> _A run of records_
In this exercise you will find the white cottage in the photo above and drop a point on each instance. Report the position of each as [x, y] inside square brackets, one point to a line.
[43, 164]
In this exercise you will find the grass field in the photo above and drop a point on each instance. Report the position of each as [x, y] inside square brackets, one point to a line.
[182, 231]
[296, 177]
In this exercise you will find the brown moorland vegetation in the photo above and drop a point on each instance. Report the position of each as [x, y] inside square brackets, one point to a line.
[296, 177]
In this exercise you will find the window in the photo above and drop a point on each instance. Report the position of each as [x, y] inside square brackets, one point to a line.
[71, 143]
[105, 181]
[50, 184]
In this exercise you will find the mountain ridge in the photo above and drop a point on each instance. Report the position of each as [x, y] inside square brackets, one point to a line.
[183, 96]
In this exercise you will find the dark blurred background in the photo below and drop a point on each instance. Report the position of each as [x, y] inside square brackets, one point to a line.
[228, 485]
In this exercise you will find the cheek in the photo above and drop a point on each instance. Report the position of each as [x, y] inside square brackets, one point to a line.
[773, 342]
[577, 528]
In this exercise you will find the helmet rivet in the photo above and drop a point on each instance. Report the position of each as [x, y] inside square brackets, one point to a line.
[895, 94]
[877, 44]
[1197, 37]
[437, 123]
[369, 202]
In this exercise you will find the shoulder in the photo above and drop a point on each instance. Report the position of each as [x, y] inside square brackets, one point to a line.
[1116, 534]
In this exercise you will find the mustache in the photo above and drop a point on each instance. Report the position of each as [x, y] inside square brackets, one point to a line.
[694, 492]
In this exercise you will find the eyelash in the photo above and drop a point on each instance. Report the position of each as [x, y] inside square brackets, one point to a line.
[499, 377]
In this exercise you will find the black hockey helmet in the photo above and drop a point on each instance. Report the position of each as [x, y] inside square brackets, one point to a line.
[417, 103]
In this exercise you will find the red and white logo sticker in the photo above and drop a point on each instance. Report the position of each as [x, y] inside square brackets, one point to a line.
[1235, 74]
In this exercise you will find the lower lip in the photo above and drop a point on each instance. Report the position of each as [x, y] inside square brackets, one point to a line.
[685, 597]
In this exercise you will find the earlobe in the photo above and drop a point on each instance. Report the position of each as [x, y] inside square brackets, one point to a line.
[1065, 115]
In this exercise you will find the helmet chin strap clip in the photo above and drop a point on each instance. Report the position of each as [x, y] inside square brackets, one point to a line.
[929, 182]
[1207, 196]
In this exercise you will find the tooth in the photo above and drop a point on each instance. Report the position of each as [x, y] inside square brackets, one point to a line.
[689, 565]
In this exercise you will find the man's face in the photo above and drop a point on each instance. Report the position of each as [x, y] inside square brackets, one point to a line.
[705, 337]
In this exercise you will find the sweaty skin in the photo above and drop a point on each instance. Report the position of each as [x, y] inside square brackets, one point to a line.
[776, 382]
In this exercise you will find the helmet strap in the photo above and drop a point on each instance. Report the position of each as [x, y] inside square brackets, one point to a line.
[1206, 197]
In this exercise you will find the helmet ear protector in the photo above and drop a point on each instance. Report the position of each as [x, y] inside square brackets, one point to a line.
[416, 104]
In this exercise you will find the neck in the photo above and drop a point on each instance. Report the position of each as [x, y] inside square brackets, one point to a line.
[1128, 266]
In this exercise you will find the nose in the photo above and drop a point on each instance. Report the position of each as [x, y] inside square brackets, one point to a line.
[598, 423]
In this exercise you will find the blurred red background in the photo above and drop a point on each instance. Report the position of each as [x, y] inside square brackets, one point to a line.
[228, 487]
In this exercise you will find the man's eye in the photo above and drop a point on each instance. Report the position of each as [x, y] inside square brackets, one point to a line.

> _GOAL_
Put the stretch of the records above that opens with the line containing "In this exercise you will find the lower" and closes with the line containing "[1207, 196]" into a Markdown table with two columns, Row and Line, giving one row per line and skipping blank lines.

> _THE OUTPUT_
| Row | Line |
|---|---|
| 1 | In this exercise you will find the lower lip in the photo above and drop a point on each instance. Report the position of each as [x, y] inside square brackets, one point to a line. |
| 2 | [685, 597] |
| 3 | In this exercise you will find the earlobe in the photo above and drop a point on each instance. Report the position of each as [x, y] inside square brackets, one point to a line. |
| 4 | [1065, 115] |
| 5 | In this exercise you will find the helmet chin strap clip in the photo above and drop a point on each instance. Report the position of each as [x, y] inside square brackets, one point to a line. |
| 6 | [929, 182] |
| 7 | [1207, 196] |